Het aandeel van economisch kwetsbare groepen in de bevolking, zoals werklozen en mensen zonder startkwalificatie op de arbeidsmarkt, daalt trendmatig. Wel was de werkloosheid in 2024 hoger dan in 2023. De relatieve armoede op basis van de Europese armoedegrens is stabiel en vergeleken met andere EU-landen laag. Uitgaande van de Nederlandse armoededefinitie nemen zowel het aandeel arme kinderen als het aandeel langdurig armen trendmatig af.
In 2024 maakte 26,1 procent van de bevolking zich veel zorgen over de eigen financiële toekomst. Op 1 januari 2024 was 8,9 procent van de huishoudens in beeld bij instanties wegens geregistreerde problematische schulden.
In 2023 steeg de koopkracht van de doorsnee Nederlandse bevolking. Vooral huishoudens met lagere inkomens hadden in 2023 baat bij koopkrachtverhogende maatregelen.

(Gegevens voor het labelen van punten op foto's)
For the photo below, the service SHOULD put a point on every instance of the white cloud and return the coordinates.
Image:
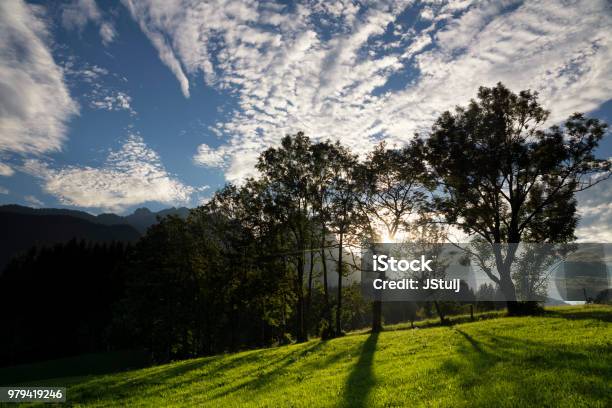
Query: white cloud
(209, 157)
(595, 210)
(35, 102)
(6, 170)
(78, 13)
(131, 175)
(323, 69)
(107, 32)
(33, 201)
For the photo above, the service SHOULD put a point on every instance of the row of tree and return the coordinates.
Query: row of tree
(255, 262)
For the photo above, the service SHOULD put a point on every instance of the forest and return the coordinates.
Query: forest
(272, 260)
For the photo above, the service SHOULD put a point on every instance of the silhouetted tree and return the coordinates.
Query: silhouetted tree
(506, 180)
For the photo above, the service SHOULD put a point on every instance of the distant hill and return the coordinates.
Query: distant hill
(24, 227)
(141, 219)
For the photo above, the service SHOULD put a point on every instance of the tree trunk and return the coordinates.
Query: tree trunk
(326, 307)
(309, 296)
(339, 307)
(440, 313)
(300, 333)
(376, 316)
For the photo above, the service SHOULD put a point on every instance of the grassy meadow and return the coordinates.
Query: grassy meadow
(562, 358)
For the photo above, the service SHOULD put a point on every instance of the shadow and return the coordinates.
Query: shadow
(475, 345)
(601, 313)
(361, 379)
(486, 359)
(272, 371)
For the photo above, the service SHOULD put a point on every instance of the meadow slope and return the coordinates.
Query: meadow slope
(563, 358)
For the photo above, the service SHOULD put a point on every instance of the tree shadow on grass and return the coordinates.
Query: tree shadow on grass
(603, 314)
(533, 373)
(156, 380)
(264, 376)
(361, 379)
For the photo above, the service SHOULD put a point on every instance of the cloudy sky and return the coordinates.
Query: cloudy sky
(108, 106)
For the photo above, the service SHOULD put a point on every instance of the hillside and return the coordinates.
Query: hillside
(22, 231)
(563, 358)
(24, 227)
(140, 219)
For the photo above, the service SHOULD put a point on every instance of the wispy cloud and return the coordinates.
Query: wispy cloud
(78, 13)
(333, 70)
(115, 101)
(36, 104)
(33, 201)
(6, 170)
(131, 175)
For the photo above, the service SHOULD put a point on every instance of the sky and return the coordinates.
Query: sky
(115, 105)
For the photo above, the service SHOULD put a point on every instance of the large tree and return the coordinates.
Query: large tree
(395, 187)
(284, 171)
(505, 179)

**Opdrachtvereisten:**
Beantwoord de volgende vragen aan de hand van de tekst over armoede en kwetsbare groepen.
1. Was de werkloosheid in 2024 hoger of lager dan in 2023?
2. Welk percentage van de bevolking maakte zich in 2024 veel zorgen over de eigen financiële toekomst?
3. Welke huishoudens hadden in 2023 vooral baat bij koopkrachtverhogende maatregelen?

**Antwoord:**
1. Hoger.
2. 26,1 procent.
3. Huishoudens met lagere inkomens.